## START

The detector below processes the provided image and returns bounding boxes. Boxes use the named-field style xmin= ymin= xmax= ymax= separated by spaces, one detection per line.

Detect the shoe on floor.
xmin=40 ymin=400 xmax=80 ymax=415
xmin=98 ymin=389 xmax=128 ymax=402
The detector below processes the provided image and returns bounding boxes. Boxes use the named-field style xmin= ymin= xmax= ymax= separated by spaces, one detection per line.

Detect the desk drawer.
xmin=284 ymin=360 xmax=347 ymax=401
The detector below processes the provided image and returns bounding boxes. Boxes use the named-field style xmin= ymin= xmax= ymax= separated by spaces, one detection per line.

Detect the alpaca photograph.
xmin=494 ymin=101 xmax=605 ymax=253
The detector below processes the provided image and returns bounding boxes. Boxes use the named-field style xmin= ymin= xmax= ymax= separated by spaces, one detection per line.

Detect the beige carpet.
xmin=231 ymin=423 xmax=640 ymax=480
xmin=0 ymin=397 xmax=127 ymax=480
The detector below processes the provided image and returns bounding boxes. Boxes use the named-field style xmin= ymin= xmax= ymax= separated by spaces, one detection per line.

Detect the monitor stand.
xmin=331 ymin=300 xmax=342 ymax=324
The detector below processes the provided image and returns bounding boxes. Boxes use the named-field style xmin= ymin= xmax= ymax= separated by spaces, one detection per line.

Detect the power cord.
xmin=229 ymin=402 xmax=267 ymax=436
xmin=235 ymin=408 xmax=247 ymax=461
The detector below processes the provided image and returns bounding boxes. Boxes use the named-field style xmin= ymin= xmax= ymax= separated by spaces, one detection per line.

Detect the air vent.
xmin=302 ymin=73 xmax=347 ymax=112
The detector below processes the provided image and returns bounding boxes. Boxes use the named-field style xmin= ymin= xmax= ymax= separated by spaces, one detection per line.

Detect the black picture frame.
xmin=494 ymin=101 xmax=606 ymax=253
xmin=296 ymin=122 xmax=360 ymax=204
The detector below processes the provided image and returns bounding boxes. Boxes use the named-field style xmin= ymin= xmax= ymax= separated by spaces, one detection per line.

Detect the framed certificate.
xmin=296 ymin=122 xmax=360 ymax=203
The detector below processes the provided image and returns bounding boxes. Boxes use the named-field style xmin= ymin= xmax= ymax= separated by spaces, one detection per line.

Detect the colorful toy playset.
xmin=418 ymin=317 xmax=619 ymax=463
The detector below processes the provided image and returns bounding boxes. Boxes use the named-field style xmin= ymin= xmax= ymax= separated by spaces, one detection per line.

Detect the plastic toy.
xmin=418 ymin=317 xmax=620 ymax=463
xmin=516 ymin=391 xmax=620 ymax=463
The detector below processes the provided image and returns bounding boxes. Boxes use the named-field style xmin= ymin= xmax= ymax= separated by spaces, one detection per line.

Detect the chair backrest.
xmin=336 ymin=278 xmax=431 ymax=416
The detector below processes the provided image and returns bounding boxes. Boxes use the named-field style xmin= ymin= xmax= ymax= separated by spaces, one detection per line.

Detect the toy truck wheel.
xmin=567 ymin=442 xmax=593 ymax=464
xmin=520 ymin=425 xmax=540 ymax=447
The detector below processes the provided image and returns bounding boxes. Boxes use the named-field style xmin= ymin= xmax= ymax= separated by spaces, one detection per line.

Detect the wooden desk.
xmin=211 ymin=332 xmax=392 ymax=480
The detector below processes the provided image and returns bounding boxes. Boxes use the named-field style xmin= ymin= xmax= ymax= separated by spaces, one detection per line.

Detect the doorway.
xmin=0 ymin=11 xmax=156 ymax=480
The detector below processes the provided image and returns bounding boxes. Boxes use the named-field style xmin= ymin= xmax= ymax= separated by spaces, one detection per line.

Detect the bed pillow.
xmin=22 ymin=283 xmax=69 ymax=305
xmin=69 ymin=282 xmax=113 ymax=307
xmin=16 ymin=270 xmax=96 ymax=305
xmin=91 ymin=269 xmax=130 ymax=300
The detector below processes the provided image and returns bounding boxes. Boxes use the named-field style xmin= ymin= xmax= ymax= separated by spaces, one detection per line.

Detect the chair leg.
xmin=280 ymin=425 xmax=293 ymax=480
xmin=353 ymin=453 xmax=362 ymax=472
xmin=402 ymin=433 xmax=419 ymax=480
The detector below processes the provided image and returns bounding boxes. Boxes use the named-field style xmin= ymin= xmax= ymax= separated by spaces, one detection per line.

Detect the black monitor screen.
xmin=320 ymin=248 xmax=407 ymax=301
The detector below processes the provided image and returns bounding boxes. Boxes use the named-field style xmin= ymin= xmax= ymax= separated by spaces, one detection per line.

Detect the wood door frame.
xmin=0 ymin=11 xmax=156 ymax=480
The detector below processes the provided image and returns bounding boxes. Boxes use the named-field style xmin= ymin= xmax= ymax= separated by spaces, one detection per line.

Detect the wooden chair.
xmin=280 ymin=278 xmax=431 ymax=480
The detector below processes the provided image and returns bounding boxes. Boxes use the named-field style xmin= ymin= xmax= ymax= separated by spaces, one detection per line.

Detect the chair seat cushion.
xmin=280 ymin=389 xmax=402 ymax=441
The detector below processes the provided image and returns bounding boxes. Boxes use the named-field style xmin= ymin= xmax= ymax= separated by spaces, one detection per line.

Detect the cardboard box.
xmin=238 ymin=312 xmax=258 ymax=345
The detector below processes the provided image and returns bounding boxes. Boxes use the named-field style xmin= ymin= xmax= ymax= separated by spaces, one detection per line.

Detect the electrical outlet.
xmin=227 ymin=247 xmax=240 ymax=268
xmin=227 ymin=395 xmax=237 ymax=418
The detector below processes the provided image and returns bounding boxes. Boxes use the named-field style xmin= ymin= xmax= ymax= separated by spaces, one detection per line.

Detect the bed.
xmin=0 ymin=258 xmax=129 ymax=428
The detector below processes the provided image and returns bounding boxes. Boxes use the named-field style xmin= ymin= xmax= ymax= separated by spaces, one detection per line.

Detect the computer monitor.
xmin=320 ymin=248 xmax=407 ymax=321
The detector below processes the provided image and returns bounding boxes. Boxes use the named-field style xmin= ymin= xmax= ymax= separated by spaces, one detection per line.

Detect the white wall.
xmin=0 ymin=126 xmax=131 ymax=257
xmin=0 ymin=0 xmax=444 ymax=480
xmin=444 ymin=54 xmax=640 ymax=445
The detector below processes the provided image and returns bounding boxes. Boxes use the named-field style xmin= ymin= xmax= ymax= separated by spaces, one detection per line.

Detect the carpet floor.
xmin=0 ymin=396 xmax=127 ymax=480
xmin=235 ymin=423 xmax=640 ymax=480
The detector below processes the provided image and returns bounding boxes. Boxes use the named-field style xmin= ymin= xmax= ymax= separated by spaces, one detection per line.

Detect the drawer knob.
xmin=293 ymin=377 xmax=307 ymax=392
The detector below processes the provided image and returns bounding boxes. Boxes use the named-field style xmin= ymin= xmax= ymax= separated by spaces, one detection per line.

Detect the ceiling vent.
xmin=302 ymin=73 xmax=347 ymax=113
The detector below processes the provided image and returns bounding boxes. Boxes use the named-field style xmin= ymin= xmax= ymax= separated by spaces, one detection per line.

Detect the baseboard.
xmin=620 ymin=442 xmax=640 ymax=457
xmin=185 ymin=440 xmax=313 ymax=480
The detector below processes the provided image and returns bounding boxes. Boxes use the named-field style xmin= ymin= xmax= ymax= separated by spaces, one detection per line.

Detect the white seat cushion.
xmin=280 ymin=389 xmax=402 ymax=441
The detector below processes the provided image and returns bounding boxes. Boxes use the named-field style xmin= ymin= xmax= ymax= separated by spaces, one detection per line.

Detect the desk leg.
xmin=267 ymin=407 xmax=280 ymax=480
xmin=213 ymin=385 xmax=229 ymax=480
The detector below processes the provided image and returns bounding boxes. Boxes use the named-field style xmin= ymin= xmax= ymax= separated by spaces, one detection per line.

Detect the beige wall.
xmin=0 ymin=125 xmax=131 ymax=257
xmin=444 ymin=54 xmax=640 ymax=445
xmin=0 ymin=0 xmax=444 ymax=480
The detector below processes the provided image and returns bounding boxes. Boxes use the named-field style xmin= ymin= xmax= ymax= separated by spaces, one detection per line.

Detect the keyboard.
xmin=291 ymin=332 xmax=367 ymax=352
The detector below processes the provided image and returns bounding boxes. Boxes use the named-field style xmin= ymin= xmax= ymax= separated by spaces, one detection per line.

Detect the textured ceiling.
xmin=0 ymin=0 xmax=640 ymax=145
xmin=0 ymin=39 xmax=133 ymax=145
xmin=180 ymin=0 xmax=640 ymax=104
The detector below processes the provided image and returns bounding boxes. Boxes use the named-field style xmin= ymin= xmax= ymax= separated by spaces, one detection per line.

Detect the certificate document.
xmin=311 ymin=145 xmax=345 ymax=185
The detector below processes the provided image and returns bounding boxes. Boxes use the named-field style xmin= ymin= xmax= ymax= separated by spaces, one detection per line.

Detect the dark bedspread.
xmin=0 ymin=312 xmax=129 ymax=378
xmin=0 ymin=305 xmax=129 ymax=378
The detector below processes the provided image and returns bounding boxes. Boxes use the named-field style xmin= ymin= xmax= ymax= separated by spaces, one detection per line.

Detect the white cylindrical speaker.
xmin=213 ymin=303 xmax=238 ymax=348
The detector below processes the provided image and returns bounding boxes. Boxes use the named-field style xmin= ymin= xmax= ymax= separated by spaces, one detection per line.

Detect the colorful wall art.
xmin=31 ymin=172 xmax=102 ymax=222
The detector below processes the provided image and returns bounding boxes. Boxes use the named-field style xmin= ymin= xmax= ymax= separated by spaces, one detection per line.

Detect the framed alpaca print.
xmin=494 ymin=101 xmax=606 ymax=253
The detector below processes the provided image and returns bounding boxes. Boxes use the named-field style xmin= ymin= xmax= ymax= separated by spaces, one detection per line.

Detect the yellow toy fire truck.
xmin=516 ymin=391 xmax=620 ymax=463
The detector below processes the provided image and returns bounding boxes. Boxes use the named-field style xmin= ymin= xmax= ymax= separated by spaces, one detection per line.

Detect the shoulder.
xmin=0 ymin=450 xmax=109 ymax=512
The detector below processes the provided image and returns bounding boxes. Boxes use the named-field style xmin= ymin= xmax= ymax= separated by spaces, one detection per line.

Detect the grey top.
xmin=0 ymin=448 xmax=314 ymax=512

## END

Problem requirements
Report how many lines in the rows above contain the string "desk", matching case exactly, and give only that number.

The solution
3